→ Ausgewählter Textauszug
################

Der Onlinehändler hat in den vergangenen zwei Jahren in ganz Deutschland Verteilzentren aufgebaut. Die Paketboten tragen zwar Amazon-Jacken und steuern auch Wagen mit Amazon-Logo, angestellt sind sie jedoch bei Subunternehmern; manchmal sind sie komplett als Selbstständige unterwegs. Auch Hermes und DPD haben nur wenige festangestellte Paketboten und gerieten für die Zustände bei ihren Subunternehmern in der Vergangenheit immer wieder in die Kritik. Doch die Zusammenarbeit mit den Subunternehmern ist für die Paketdienste günstiger und auch flexibler, als die Boten direkt anzustellen. Außerdem lassen sich in Deutschland nur wenige Arbeitnehmer finden, die zu diesen Konditionen arbeiten wollen.

################

→ Vorliegende Zeilen
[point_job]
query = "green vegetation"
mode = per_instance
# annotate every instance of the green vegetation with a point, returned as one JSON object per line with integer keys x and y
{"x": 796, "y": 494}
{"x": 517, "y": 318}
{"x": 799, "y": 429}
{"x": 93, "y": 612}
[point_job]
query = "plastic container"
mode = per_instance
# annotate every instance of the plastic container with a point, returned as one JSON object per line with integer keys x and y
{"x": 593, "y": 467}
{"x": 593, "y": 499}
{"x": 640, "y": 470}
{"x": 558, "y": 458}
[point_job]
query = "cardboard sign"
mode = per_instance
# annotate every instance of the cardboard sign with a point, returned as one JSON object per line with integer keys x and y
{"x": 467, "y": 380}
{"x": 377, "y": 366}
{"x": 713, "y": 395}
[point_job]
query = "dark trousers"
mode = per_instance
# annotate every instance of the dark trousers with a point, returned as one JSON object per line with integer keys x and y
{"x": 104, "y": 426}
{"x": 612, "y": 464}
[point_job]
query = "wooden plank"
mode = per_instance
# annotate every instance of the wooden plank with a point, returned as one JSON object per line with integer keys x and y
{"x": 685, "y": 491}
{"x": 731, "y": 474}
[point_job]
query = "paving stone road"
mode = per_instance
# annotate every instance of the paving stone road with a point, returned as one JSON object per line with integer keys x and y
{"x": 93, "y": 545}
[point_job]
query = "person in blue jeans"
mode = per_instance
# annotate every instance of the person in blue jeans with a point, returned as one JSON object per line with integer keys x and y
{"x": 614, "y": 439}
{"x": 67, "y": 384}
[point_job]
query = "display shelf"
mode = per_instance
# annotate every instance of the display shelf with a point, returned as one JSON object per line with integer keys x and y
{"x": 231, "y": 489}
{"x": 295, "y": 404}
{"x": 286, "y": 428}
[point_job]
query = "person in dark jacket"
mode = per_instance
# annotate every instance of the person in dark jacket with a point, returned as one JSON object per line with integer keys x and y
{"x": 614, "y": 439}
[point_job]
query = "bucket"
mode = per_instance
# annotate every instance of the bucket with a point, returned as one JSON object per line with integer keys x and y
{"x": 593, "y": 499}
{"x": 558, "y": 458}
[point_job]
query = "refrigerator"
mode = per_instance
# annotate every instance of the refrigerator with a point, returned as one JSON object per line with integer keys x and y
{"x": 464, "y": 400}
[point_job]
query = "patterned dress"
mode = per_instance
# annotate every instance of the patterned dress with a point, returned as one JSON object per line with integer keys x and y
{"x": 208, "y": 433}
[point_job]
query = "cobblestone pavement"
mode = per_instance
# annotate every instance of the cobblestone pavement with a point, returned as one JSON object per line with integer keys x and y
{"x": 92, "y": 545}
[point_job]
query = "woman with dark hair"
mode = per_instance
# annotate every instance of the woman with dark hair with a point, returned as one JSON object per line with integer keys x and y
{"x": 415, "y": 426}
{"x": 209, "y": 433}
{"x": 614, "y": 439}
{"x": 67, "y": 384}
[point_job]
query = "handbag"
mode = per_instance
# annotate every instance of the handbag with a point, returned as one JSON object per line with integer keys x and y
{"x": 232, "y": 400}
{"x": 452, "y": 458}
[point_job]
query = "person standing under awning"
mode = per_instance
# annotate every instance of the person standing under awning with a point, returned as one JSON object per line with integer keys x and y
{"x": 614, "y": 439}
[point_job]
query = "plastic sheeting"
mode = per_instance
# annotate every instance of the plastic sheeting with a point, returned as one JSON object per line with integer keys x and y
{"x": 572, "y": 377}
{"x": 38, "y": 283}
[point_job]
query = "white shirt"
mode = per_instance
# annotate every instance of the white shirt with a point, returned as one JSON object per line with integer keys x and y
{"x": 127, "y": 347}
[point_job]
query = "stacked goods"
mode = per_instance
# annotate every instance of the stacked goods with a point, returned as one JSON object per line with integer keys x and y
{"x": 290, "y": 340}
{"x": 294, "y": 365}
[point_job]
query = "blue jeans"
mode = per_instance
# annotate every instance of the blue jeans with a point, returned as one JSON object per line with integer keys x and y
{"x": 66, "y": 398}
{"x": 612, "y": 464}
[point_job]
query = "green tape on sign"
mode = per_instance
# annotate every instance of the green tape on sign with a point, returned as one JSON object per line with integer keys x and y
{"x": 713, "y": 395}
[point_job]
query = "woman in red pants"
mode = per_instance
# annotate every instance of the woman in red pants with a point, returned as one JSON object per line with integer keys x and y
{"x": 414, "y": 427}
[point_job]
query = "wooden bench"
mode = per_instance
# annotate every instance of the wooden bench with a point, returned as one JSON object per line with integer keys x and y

################

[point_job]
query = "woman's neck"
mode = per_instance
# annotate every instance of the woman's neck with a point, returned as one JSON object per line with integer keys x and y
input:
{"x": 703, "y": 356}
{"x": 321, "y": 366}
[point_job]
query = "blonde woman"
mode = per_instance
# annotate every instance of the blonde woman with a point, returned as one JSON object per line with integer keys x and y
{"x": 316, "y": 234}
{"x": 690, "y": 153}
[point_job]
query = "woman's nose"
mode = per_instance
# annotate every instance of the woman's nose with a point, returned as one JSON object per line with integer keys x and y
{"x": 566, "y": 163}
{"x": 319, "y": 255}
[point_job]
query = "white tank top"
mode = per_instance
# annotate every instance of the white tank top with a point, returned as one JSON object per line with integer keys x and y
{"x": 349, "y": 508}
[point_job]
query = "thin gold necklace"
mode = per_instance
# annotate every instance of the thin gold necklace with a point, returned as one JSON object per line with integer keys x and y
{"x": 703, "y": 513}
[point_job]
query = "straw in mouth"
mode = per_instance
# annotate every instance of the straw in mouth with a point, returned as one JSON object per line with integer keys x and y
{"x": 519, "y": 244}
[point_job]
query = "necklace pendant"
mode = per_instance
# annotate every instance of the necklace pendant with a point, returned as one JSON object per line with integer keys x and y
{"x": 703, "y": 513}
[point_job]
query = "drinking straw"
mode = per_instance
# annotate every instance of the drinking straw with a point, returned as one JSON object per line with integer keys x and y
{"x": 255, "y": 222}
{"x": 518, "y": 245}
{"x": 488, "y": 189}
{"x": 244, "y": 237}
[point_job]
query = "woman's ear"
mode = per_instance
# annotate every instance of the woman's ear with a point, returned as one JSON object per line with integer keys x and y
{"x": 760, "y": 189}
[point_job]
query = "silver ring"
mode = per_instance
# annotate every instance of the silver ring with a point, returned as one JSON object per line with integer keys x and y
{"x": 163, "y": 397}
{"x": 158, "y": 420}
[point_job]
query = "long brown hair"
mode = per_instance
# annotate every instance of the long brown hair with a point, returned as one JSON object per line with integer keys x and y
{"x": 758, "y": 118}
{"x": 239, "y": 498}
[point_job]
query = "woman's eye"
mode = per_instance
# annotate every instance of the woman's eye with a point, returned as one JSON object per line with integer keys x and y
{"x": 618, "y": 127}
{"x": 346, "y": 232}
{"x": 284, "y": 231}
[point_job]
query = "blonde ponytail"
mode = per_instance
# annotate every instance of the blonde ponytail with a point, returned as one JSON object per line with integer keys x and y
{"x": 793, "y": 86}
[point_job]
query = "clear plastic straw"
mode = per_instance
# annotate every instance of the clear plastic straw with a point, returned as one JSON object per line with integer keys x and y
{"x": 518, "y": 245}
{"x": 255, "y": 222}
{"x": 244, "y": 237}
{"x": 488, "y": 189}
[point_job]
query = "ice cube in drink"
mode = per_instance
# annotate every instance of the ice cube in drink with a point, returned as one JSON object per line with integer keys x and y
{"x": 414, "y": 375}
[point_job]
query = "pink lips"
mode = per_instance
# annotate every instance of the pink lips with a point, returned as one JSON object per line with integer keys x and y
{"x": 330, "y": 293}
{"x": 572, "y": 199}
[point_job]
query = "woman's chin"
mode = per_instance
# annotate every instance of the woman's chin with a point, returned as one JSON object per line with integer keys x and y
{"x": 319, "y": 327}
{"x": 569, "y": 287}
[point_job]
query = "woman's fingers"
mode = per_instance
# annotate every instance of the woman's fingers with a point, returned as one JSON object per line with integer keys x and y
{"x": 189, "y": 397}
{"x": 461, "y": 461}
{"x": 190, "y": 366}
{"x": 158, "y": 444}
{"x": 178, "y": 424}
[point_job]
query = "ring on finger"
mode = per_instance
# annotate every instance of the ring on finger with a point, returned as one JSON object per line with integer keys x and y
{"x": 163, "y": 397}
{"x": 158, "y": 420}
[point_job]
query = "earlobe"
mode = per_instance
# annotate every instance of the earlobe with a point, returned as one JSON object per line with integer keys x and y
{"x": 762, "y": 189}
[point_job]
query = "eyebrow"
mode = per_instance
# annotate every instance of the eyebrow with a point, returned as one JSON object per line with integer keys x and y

################

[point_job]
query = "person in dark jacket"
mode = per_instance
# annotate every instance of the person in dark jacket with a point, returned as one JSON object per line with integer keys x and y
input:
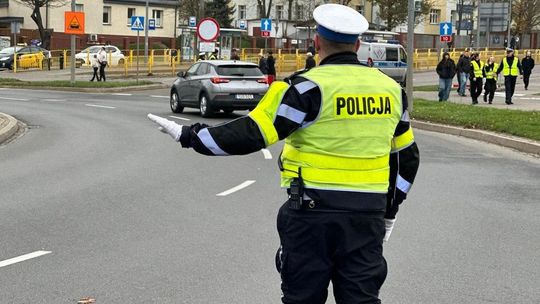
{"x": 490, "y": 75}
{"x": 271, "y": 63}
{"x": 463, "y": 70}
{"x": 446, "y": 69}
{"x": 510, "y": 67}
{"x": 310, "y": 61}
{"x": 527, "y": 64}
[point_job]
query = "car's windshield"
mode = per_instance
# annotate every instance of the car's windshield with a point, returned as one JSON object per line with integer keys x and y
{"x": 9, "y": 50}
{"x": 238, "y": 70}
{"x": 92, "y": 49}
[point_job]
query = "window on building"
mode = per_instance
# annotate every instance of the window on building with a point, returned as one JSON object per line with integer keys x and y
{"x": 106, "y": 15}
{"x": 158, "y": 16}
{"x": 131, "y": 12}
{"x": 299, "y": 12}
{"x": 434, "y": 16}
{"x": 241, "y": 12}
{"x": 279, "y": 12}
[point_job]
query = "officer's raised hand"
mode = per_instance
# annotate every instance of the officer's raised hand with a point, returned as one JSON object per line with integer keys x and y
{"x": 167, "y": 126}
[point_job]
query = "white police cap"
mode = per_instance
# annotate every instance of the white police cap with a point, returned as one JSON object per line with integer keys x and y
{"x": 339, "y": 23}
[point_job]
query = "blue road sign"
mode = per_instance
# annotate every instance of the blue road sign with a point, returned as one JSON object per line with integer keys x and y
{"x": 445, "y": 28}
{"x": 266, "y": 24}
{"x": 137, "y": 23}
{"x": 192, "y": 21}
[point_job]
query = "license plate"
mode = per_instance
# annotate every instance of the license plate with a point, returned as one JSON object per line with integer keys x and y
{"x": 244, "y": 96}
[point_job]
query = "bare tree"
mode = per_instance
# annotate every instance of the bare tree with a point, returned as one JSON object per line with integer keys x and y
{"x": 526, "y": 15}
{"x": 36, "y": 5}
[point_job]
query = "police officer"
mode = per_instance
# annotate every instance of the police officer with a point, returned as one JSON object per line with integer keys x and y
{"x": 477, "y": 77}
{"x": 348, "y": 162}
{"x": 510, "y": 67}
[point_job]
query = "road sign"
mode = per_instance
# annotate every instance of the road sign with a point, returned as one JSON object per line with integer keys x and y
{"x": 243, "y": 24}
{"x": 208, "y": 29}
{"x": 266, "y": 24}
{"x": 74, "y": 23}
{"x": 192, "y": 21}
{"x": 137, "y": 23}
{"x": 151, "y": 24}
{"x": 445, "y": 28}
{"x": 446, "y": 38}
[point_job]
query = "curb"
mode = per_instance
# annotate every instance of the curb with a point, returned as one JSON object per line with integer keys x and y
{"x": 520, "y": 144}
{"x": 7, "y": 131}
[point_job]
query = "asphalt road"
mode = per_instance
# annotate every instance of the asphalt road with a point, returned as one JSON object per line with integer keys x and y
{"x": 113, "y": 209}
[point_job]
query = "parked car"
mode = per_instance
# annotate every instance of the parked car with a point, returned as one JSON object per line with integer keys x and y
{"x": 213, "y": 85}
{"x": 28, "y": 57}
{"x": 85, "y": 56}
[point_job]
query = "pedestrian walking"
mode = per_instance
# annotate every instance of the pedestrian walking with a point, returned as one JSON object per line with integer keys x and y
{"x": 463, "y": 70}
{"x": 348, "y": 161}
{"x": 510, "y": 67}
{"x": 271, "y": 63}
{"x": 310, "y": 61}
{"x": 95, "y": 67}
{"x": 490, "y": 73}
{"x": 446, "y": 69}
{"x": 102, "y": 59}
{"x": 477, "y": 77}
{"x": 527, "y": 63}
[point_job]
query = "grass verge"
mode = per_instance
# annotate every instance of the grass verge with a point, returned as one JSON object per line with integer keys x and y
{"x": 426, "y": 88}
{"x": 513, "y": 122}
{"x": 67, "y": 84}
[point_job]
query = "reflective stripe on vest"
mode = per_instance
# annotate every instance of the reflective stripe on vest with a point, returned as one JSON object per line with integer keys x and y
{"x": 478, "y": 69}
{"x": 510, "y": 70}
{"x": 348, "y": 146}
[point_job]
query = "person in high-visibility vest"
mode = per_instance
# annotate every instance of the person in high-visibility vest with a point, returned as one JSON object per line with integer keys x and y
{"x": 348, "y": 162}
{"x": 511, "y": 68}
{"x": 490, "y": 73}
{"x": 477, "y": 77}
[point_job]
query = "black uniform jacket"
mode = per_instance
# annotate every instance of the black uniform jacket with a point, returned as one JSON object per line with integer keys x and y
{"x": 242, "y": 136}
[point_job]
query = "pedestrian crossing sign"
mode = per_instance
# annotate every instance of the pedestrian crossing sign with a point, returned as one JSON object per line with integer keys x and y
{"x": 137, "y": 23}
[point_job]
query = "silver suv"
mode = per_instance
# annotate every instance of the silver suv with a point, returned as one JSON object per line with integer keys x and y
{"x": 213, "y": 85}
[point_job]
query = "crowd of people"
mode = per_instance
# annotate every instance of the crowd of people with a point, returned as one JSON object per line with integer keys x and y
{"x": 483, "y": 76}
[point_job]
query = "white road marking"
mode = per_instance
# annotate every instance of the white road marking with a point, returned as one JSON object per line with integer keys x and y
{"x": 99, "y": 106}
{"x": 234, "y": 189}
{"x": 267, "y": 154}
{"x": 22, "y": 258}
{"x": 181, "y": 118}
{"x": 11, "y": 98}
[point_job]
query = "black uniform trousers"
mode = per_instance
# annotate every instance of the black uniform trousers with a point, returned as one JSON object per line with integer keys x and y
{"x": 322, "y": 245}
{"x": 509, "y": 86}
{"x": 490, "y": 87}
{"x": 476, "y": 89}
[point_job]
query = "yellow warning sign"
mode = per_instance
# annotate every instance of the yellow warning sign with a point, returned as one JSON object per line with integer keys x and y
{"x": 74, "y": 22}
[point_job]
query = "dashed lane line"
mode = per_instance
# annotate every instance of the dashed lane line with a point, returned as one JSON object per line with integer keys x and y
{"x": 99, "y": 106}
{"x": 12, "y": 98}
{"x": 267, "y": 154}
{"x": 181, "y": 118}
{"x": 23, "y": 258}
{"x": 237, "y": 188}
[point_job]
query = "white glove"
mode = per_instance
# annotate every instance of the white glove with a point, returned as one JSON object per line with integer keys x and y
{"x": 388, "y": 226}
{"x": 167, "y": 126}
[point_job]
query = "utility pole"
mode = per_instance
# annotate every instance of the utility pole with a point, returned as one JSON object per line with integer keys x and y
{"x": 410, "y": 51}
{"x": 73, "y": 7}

################

→ Kurze Aufgabe A
Such alle Zeilen heraus, in denen „grass“ vorkommt, und schreib sie ab. Dabei zählt Groß- und Kleinschreibung.
→ Kurze Aufgabe B
Schreib den Text über Paketboten bei Subunternehmern weiter, direkt im Anschluss an seinen letzten Satz.

→ Antwort A
query = "grass verge"
# annotate every instance of the grass verge with a point, returned as one JSON object per line with integer keys x and y

→ Antwort B
Häufig werben die Subunternehmer daher auch Arbeitskräfte aus Osteuropa und auch aus Ländern außerhalb der EU an, berichtet Verdi. Diese Zusteller und Zustellerinnen sprechen häufig nur wenig Deutsch und seien deshalb besonders in Gefahr, in prekäre Arbeitsbedingungen zu geraten. „Die Menschen, die hier hinkommen, können sich dann keine Wohnung und keine Miete leisten“, sagt Kocsis. Stattdessen hausten sie häufig in Wohncontainern, zu dritt oder viert in einem Zimmer von zehn Quadratmetern. Es gebe Fälle, in denen kranken Zustellern die Lohnfortzahlung verweigert würden. Manche Zusteller müssten sogar „Essen im Müll suchen“, berichtet Kocsis.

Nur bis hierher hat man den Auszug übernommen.